_INSTRUCTIONS FOR THE TASK_: Each record below must be retyped exactly, with nothing left out.
#### DATASET RECORDS ####
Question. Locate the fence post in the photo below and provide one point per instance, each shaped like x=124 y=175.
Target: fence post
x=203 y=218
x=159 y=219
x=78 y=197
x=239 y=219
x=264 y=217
####
_FINISHED TASK_:
Question. Locate the fence post in the photo below and provide one point per instance, each shaped like x=124 y=175.
Target: fence post
x=203 y=218
x=159 y=219
x=78 y=197
x=239 y=219
x=264 y=217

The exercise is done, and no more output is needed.